_Your goal_: Update the records from the start through the line containing "negative clicks: (326, 306) (340, 346)", replacing "positive clicks" with "foreground clicks" and keeping everything else unchanged. Omit the pictures from your answer.

[Records for processing — start]

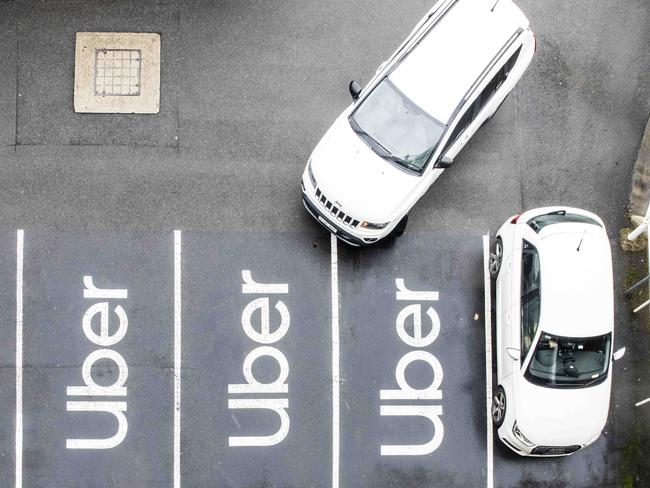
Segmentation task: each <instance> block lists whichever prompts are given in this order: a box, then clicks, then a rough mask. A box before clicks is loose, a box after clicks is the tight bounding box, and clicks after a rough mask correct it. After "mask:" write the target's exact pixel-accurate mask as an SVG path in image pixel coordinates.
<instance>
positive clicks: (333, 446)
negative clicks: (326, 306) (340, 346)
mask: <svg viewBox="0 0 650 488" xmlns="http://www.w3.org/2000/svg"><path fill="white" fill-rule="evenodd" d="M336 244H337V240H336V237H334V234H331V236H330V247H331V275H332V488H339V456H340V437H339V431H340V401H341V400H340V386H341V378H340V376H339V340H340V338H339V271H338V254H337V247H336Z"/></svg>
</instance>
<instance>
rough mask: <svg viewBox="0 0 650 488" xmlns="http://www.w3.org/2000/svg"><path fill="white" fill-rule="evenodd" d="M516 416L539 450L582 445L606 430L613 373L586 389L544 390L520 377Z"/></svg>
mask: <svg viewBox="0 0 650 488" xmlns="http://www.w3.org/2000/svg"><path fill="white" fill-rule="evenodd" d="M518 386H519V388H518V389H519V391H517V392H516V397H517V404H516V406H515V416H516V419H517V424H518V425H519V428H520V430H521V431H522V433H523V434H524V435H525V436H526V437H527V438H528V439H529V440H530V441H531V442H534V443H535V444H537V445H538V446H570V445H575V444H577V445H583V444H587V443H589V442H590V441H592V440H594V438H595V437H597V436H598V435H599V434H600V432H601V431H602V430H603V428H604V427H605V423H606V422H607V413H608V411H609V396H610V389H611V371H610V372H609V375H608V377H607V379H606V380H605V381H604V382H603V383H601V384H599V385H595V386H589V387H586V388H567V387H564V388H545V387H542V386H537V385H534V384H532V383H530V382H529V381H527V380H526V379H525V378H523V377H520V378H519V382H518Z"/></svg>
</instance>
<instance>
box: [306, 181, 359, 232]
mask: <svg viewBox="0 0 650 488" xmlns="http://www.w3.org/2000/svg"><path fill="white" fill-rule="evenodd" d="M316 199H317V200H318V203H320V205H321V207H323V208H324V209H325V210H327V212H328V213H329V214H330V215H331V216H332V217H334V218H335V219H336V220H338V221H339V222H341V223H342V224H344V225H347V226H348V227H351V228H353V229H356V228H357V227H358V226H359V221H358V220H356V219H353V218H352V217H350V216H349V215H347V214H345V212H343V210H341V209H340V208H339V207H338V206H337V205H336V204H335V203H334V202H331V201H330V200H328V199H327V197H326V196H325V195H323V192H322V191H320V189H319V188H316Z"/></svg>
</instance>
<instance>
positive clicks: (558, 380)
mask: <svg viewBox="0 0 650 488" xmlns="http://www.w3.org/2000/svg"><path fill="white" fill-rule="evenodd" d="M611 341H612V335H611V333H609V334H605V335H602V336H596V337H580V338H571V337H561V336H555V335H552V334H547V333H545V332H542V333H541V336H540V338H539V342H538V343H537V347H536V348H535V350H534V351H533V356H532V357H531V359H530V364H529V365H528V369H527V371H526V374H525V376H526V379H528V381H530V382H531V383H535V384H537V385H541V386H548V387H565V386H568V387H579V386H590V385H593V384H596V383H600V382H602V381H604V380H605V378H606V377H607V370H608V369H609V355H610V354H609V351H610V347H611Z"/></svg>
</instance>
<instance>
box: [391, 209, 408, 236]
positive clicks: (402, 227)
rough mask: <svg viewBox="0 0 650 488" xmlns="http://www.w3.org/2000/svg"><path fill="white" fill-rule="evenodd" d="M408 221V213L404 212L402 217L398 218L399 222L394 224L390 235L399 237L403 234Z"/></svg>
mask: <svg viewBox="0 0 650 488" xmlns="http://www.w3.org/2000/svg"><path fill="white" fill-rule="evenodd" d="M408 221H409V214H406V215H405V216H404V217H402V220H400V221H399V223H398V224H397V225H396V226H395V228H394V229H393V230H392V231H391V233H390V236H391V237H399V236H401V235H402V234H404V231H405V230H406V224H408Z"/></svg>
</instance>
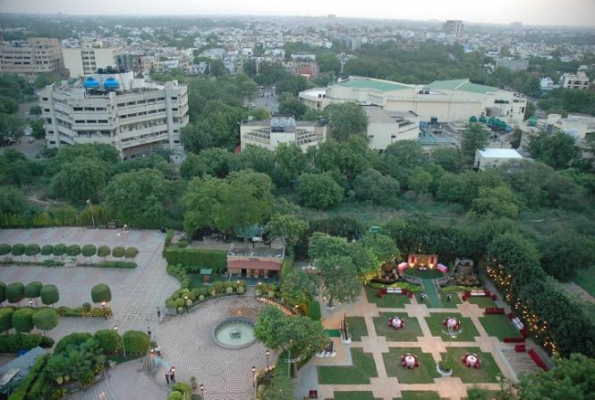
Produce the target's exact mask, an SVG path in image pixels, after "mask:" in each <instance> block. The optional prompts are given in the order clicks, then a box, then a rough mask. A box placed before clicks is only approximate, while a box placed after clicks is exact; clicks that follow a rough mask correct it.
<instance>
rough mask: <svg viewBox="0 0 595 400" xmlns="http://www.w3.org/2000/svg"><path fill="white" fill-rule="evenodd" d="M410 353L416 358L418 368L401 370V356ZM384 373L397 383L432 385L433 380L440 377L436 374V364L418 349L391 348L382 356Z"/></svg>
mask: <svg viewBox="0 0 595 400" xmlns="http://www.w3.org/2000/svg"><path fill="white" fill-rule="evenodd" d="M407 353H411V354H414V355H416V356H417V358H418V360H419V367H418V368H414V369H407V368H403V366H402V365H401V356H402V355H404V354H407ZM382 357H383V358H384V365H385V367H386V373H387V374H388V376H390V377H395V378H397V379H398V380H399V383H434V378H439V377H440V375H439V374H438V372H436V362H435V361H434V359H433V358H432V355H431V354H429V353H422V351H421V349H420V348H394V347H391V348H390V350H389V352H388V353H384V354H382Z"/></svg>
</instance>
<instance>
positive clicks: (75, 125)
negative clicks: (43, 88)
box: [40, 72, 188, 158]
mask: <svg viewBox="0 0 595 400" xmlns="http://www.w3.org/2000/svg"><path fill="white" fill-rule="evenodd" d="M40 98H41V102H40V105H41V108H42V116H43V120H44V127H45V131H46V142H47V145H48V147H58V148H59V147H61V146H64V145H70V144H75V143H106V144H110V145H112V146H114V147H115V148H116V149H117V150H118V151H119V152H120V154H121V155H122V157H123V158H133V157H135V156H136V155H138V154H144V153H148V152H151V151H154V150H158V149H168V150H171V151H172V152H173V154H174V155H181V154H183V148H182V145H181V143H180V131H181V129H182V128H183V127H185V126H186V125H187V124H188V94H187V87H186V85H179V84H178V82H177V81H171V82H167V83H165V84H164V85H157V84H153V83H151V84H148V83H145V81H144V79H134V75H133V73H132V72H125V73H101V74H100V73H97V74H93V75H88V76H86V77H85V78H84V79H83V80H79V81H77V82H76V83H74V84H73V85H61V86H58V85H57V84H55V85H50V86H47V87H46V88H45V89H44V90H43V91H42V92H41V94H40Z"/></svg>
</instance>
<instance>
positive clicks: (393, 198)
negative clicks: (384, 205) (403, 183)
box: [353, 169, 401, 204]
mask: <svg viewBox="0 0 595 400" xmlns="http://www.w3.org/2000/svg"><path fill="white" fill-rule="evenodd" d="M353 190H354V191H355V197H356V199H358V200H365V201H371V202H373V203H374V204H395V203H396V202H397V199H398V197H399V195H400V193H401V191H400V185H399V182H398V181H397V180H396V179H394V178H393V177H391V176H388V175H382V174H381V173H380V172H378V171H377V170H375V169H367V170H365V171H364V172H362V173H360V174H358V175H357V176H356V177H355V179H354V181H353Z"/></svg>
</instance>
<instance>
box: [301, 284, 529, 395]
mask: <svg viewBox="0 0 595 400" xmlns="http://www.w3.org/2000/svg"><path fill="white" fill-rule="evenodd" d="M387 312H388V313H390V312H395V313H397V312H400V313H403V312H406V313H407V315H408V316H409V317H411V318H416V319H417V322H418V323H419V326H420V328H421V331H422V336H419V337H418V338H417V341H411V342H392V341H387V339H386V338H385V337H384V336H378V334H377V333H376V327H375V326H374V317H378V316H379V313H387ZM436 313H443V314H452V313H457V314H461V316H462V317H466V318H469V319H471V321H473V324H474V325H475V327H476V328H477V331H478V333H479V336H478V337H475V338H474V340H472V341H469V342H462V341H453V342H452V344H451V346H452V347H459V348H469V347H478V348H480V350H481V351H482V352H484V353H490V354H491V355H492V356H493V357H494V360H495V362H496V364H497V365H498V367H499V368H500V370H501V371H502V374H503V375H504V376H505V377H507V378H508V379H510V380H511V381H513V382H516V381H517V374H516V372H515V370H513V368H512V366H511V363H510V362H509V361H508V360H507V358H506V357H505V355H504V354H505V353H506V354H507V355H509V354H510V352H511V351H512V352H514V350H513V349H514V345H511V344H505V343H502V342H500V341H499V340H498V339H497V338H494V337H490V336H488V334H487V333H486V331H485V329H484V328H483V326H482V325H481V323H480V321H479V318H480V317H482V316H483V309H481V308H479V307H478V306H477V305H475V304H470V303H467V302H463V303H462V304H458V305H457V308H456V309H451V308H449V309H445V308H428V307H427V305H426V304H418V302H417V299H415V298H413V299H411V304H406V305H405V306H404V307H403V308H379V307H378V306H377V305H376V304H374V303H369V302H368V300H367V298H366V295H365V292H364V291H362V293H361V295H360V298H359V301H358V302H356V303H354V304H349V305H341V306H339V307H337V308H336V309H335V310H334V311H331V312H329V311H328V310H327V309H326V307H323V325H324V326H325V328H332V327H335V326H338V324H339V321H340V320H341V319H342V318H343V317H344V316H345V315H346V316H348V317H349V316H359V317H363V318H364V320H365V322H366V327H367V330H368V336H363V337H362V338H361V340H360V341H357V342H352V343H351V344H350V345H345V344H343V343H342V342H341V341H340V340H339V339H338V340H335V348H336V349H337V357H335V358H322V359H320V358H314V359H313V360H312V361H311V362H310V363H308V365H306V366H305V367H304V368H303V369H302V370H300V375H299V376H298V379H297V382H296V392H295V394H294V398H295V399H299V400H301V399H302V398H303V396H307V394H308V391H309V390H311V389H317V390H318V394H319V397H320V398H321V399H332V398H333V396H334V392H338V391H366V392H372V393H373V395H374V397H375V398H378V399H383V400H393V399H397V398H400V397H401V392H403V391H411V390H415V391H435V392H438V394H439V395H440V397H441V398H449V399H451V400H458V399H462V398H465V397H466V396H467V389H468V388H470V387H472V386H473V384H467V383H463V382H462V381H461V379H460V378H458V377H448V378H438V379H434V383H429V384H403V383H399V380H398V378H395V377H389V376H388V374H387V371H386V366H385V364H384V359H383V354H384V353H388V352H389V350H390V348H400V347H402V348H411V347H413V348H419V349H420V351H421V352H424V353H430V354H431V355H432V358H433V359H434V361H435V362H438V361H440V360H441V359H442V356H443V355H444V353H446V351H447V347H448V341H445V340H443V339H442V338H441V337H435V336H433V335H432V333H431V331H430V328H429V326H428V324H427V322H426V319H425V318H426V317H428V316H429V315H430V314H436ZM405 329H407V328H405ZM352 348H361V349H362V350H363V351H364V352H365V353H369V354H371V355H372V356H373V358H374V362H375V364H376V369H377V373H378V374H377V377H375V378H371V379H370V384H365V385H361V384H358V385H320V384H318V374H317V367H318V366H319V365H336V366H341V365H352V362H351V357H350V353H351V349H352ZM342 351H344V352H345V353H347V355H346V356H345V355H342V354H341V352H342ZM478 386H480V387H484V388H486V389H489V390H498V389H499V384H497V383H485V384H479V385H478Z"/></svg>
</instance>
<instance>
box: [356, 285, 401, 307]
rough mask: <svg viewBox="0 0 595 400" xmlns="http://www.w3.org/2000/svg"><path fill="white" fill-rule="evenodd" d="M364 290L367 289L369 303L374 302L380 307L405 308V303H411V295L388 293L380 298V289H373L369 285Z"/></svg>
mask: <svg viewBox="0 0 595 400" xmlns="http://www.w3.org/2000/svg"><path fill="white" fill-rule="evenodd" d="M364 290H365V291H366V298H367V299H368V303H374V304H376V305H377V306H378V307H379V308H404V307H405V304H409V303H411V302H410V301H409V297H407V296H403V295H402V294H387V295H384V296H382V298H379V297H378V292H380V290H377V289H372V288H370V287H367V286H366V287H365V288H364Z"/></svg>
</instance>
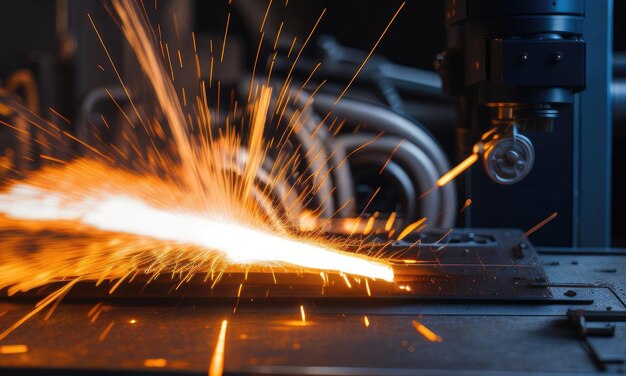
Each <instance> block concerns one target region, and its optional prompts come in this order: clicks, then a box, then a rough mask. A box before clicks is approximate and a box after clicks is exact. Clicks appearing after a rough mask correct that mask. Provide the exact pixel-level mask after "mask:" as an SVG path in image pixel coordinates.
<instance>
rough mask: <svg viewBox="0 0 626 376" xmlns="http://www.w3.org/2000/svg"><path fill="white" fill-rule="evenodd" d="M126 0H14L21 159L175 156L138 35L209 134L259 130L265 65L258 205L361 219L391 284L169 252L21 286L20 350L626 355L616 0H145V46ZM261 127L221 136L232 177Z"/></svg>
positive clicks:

[Records for processing — finish]

_Answer box_:
Segmentation task: each <instance> block lists whichever prompts are given in this order: a box, then clicks, then a rough mask. A box before clicks is loose, a box after clicks is the tight bounding box, and clicks after a rough mask correct it. After "mask:" write the target's exact pixel-accurate mask as an SVG path in image pixel coordinates.
<instance>
foreground clicks: (333, 446)
negative clicks: (326, 306) (340, 346)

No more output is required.